Start of LISTED RECORDS

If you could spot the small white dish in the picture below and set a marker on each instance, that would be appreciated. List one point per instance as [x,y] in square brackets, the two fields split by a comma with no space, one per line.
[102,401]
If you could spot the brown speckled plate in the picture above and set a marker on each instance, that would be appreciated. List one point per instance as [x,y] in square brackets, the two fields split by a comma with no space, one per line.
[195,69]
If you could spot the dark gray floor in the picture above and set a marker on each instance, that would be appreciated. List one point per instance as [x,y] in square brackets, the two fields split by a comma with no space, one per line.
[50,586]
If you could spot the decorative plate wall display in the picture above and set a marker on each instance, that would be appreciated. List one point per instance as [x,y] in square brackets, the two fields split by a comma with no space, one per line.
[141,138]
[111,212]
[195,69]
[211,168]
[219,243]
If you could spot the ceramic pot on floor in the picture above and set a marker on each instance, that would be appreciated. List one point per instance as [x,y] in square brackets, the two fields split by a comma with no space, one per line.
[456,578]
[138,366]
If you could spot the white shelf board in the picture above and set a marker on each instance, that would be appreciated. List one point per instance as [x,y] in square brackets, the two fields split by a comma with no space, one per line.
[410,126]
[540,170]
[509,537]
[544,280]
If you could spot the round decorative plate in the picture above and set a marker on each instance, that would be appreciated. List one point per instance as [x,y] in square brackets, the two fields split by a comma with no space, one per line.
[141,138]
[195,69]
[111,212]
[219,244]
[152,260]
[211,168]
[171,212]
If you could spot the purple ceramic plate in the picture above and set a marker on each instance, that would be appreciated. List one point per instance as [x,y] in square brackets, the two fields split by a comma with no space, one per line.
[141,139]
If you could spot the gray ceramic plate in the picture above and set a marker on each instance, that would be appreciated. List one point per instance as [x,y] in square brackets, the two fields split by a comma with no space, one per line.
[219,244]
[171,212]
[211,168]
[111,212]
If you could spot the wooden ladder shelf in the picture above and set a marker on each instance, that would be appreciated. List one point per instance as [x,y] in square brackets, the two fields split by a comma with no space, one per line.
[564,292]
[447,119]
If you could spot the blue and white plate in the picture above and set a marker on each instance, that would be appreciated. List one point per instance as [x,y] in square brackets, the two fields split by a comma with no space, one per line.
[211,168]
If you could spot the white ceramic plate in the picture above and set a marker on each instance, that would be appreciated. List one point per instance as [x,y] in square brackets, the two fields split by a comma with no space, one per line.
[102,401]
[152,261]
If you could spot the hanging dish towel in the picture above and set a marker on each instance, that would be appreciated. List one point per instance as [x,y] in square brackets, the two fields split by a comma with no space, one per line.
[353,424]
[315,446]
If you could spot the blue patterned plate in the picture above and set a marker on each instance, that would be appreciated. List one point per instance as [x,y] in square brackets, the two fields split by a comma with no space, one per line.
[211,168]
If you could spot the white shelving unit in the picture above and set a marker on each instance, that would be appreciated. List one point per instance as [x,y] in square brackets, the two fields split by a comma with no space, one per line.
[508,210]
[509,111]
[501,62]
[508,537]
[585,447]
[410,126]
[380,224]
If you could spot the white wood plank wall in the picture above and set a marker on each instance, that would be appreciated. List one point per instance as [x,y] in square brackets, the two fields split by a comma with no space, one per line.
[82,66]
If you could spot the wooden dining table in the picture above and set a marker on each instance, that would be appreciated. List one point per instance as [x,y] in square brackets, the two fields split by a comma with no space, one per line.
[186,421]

End of LISTED RECORDS

■ **THE EXERCISE**: Rewrite all of the rows above as a numbered list, leaving out any blank lines.

■ **SOLUTION TO THE PROBLEM**:
1. If you could spot the small white dish in the picture below and set a marker on each instance, that would be appreciated. List one point per instance as [x,y] in square brackets, the two fields split by a comma with no space, one per line.
2. [102,401]
3. If you could spot the brown speckled plate in the picture above and set a marker on each instance, that would be appreciated. List one point per instance as [x,y] in square brackets, the two fields split by a comma with no space, one per line.
4. [195,69]
5. If you could spot the dark gray floor in the picture above and set a marker on each instance, that would be appreciated. List one point per instance as [x,y] in square brackets, the two fields split by a comma with no space, one per line.
6. [50,586]
7. If you could spot the decorative plate wall display in the picture above and set a marker on each instance, that would be appreciated. List one point per instance as [x,y] in square brackets, the two fields split by a comma with no space, one per line.
8. [141,138]
9. [111,212]
10. [195,69]
11. [211,168]
12. [219,243]
13. If you could spot the ceramic pot on floor in the picture above and set a marker on each instance, that would be appreciated. List one point per instance as [x,y] in square brackets, the two fields split by a comma with no space, one per line.
14. [456,578]
15. [138,366]
16. If you could spot the white shelf board in the picture above and set a marker on each instance, that would be appreciated. List one point per instance as [x,y] in square brackets, the two fields split by a comma with no space, one per line.
17. [410,126]
18. [540,170]
19. [509,537]
20. [544,280]
21. If you could spot the round decorative plate in the picture above and set a marker on each instance, that would be appreciated. List one point per instance as [x,y] in square brackets, the two fields split by a comma with no space, one per line.
22. [141,138]
23. [195,69]
24. [111,212]
25. [219,244]
26. [152,260]
27. [211,168]
28. [171,212]
29. If you could spot the purple ceramic plate in the picture above and set a marker on each instance, that would be appreciated. List one point per instance as [x,y] in square brackets, the two fields split by a comma with no space, one per line.
30. [141,139]
31. If you could spot the gray ceramic plate in the picture above and set a marker on each instance, that would be appreciated. List one point per instance as [x,y] in square brackets, the two fields split by a comma with no space, one per line.
32. [219,244]
33. [171,212]
34. [211,168]
35. [111,212]
36. If you could spot the wooden ladder shelf in the picture above and set a marker on each instance, that would be appreciated. List one point per instance as [x,y] in square brackets, the two fields split by a comma with no space, one per line.
37. [564,292]
38. [447,119]
39. If you could spot the blue and white plate in the picture above and set a marker on each instance, that would be appreciated. List one point per instance as [x,y] in square brackets, the two fields split by a comma with no space, one per line.
40. [211,168]
41. If you could spot the white ceramic plate in the picture above and set a marker on each instance, that would be appreciated. List one point per instance as [x,y] in square brackets, the two fields split by a comma with no space, one per line.
42. [102,401]
43. [152,261]
44. If you could spot the hanging dish towel in the picture above and set a marker on each instance, that would be appreciated. List one point per instance as [x,y] in square brackets, the two fields split by a comma with no space, one per line.
45. [353,424]
46. [315,446]
47. If you could spot the blue patterned plate in the picture above and set a marker on each instance, that would be appreciated. List one point per instance as [x,y] in square brackets, the two fields split by a comma with no space, one per line.
48. [211,168]
49. If you could spot the white shelving unit in the picture above and set a marker on each instance, that would be appreciated. List one point per instance as [x,y] in square brackets, the two fields split by a comma with no space, one per line.
50. [508,210]
51. [509,111]
52. [501,62]
53. [508,537]
54. [585,447]
55. [410,126]
56. [380,224]
57. If you could spot the white wood plank wall in the picture above and set a marker on each instance, that would be appreciated. List one point per instance as [x,y] in square brackets, the two fields split by a comma with no space, one per line.
58. [82,66]
59. If you could spot the wooden dining table in the picture above and set a marker on each instance, that would be appreciated. List one point per instance as [x,y] in square brackets, the two fields split by a comma with no space, one per line.
60. [186,421]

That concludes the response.